- [Aim of the exercise]: Find every line in the records that contains the string "curb", and copy each of those lines.
-- START OF Material for this exercise --
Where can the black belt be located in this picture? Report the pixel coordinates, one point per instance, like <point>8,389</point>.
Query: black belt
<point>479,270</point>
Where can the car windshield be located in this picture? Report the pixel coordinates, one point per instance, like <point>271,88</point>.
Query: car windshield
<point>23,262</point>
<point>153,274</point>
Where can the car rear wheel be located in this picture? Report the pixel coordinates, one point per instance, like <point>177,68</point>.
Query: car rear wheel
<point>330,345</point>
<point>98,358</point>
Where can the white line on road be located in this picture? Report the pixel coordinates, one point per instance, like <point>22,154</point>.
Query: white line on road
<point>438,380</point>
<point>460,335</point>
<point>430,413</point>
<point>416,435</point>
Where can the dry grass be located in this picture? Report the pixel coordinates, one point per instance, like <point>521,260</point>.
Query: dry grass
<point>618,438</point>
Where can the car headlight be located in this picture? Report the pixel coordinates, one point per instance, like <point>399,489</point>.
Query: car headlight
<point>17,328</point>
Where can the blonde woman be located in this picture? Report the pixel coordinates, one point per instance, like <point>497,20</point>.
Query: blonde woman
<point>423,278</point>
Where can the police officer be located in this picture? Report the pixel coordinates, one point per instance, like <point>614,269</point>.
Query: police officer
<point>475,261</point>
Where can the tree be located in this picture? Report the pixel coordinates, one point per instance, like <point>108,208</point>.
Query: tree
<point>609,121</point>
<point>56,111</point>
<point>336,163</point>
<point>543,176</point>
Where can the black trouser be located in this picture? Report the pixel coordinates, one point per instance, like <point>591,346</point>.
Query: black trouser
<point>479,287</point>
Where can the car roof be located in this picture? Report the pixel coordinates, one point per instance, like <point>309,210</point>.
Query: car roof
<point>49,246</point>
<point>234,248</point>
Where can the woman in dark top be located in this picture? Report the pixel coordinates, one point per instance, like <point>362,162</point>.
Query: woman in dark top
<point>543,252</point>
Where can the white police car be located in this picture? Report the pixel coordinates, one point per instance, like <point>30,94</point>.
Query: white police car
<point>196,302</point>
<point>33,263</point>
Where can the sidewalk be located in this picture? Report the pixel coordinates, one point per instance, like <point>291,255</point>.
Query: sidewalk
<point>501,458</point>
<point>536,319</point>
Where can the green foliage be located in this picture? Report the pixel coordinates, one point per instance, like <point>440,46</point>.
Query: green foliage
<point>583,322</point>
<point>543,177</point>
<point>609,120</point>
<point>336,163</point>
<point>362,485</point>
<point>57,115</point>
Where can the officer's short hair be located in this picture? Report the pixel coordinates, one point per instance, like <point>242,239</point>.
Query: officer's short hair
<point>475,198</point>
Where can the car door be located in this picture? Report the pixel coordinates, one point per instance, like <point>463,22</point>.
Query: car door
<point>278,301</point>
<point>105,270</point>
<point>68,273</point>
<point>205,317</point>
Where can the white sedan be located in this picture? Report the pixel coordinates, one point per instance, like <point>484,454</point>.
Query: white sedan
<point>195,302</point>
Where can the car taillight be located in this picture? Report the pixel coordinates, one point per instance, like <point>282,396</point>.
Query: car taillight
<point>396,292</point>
-- END OF Material for this exercise --
-- START OF Material for this exercise --
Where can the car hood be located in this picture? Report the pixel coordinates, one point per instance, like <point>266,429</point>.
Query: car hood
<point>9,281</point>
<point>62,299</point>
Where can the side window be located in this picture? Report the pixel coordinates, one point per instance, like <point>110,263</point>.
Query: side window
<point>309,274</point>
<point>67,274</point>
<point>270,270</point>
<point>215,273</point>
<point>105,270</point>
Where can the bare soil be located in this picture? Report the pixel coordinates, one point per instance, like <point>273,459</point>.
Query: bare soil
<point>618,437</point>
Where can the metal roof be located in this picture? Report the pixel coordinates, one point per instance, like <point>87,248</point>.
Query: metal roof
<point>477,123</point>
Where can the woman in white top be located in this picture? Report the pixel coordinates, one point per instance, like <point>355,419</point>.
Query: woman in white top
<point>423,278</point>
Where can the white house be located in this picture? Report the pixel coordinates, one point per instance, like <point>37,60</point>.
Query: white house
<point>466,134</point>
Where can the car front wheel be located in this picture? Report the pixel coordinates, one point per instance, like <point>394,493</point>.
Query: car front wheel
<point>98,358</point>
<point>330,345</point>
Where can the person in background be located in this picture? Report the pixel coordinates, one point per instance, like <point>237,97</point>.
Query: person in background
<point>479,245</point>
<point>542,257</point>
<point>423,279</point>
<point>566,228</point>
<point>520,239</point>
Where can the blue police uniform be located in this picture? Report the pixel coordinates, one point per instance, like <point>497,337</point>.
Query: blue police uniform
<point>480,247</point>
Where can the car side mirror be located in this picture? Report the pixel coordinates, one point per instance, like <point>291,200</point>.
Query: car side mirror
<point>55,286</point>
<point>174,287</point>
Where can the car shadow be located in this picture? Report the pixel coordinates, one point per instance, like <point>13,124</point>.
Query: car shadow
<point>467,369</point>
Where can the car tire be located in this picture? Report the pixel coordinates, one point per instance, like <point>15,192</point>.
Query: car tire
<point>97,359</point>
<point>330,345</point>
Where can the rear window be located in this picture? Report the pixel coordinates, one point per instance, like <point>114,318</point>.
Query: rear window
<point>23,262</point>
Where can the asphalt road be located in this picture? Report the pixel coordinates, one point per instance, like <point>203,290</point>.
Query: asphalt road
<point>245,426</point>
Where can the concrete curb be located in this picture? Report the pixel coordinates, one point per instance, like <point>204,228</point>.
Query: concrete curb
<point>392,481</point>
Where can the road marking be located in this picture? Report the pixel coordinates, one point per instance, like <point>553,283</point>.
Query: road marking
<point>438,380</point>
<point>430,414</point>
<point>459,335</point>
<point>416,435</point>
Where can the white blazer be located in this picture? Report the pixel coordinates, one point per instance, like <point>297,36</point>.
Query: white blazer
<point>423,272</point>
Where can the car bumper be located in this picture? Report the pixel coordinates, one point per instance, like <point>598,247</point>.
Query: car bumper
-- END OF Material for this exercise --
- [Response to this task]:
Where can the concrete curb be located in this picture? Report the pixel coordinates, one point per instance, like <point>204,228</point>.
Query: concrete curb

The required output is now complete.